SELECTED PASSAGE
Description
cog version: cog version 0.8.6 (built 2023-08-07T21:51:56Z)
docker version: Docker version 24.0.7, build afdd53b
machine: LambdaLabs gpu_1x_a10, created fresh today
model code: https://github.com/garfieldnate/whisper-ts-cog
Replicate failure link: https://replicate.com/wordscenes/whisper-stable-ts/versions/5a2cde593e684640cd0f9b951ff727b65c69fb4bfe93126296209e072ca1d4fe?prediction=pzvetarbp3yshr4srqu4rhebae
After building and deploying my model to replicate, running it always yields this error:
File "/root/.pyenv/versions/3.11.7/lib/python3.11/site-packages/cog/server/worker.py", line 217, in _predict
result = predict(**payload)
^^^^^^^^^^^^^^^^^^
File "/src/predict.py", line 59, in predict
result = self.model.transcribe(
^^^^^^^^^^^^^^^^^^^^^^
File "/root/.pyenv/versions/3.11.7/lib/python3.11/site-packages/stable_whisper/whisper_word_level.py", line 554, in transcribe_stable
add_word_timestamps_stable(
File "/root/.pyenv/versions/3.11.7/lib/python3.11/site-packages/stable_whisper/timing.py", line 259, in add_word_timestamps_stable
align()
File "/root/.pyenv/versions/3.11.7/lib/python3.11/site-packages/stable_whisper/timing.py", line 225, in align
alignment = find_alignment_stable(model, tokenizer, text_tokens, mel, num_samples,
^^^^^^^^^^^^^^^^^^^^^^^^^^^^^^^^^^^^^^^^^^^^^^^^^^^^^^^^^^^^^^^^^^^^^^
File "/root/.pyenv/versions/3.11.7/lib/python3.11/site-packages/stable_whisper/timing.py", line 79, in find_alignment_stable
weights = median_filter(weights, medfilt_width)
^^^^^^^^^^^^^^^^^^^^^^^^^^^^^^^^^^^^^
File "/root/.pyenv/versions/3.11.7/lib/python3.11/site-packages/whisper/timing.py", line 40, in median_filter
result = median_filter_cuda(x, filter_width)

(Saved dataset items)

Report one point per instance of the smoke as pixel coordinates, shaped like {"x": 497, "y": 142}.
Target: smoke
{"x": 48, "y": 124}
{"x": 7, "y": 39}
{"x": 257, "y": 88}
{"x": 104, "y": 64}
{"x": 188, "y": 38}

ASSIGNED TASK 1
Which Docker version does the Replicate error report list?
ASSIGNED TASK 2
Continue the Replicate error report from the point where it stops.
The records were taken from a separate source.

ANSWER AREA 1
Docker version 24.0.7, build afdd53b

ANSWER AREA 2
^^^^^^^^^^^^^^^^^^^^^^^^^^^^^^^^^^^
File "/root/.pyenv/versions/3.11.7/lib/python3.11/site-packages/whisper/triton_ops.py", line 107, in median_filter_cuda
kernel[(grid,)](y, x, x.stride(-2), y.stride(-2), BLOCK_SIZE=BLOCK_SIZE)
File "<string>", line 63, in kernel
File "/root/.pyenv/versions/3.11.7/lib/python3.11/site-packages/triton/compiler/compiler.py", line 425, in compile
so_path = make_stub(name, signature, constants)
^^^^^^^^^^^^^^^^^^^^^^^^^^^^^^^^^^^^^
File "/root/.pyenv/versions/3.11.7/lib/python3.11/site-packages/triton/compiler/make_launcher.py", line 39, in make_stub
so = _build(name, src_path, tmpdir)
^^^^^^^^^^^^^^^^^^^^^^^^^^^^^^
File "/root/.pyenv/versions/3.11.7/lib/python3.11/site-packages/triton/common/build.py", line 61, in _build
cuda_lib_dirs = libcuda_dirs()
^^^^^^^^^^^^^^
File "/root/.pyenv/versions/3.11.7/lib/python3.11/site-packages/triton/common/build.py", line 30, in libcuda_dirs
assert any(os.path.exists(os.path.join(path, 'libcuda.so')) for path in dirs), msg
AssertionError: libcuda.so cannot found!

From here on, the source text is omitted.